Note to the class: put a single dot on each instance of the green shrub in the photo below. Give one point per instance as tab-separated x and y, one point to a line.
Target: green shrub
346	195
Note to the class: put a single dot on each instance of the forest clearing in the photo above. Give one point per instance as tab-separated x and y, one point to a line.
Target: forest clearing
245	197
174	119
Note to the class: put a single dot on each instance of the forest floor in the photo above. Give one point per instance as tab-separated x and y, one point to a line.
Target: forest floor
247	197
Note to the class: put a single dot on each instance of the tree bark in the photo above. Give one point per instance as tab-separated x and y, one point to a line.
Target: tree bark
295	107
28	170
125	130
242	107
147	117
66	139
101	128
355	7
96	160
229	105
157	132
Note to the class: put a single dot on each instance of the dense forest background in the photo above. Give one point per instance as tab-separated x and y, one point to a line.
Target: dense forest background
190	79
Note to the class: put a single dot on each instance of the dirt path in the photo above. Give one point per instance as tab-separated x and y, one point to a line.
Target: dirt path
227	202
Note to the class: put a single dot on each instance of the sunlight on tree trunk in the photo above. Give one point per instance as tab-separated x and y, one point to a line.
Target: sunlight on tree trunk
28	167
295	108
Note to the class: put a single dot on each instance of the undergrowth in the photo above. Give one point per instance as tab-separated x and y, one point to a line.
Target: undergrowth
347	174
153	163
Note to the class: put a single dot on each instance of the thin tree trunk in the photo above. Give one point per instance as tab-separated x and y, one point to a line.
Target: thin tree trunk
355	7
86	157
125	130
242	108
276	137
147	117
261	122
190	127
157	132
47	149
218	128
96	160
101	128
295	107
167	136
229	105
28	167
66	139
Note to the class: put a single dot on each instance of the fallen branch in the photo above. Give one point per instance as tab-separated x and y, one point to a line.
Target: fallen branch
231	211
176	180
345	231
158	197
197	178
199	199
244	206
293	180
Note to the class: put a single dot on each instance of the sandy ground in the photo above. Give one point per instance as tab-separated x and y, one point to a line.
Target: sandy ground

Task statement – Copy the lines above word for word, from the first one through the last.

Response to the task –
Note to the class: put a single dot on each instance of the green shrub in the photo below. Give one point per instance as tab-separated x and y, one point to a line.
Target: green shrub
346	195
Note to the class: put a single dot on each instance of the forest clearing in the photo above. Give one point per instance as tab-separated x and y, one point to a line.
Target: forest clearing
245	197
174	119
Note to the class: put a single dot on each instance of the forest floor in the photo above. Give one point per instance as tab-separated x and y, one point to a line.
Target: forest floor
247	197
Note to the class: put a single dot on each instance of the tree bark in the photo above. Give one point per instance as tab-separated x and y, one point to a line.
Target: tree bark
295	107
28	170
125	130
242	107
147	117
66	139
101	128
355	7
96	160
229	105
157	132
Note to the class: put a single dot on each instance of the dense forest background in the photo above. Give one point per instance as tab-separated x and y, one point to a line.
Target: dense forest background
190	79
Note to the class: put a single dot on each instance of the dirt path in the photo above. Give one point per instance as tab-separated x and y, one point to a line.
Target: dirt path
227	202
Note to the class: put a single dot on each instance of the sunlight on tree trunk in the photo above. Give one point per instance as tab-separated x and y, one point to a line.
Target: sunlight on tree trunk
28	167
295	108
Note to the class: put a single dot on each instance of the undergrowth in the photo above. Give one point per instance as tab-separated x and y, one point to a line.
Target: undergrowth
347	174
153	163
Note to the class: put a single dot on each instance of the thin tree trunk in the photo above. Give one point per instance as tab-separated x and y, one point to a line.
Target: thin tree trunk
355	7
86	157
125	130
242	108
276	137
147	117
261	122
190	127
157	132
47	149
218	128
96	160
101	128
295	107
167	136
229	105
28	167
66	139
Note to the class: put a single dot on each instance of the fallen branch in the photo above. Give one point per instance as tab-separated x and y, one point to a line.
Target: fallen branch
231	211
176	180
345	231
158	197
197	178
199	199
244	206
293	180
Note to the class: put a single dot on each instance of the sandy ground in the photo above. Give one point per instance as tab-separated x and y, one point to a line.
Target: sandy ground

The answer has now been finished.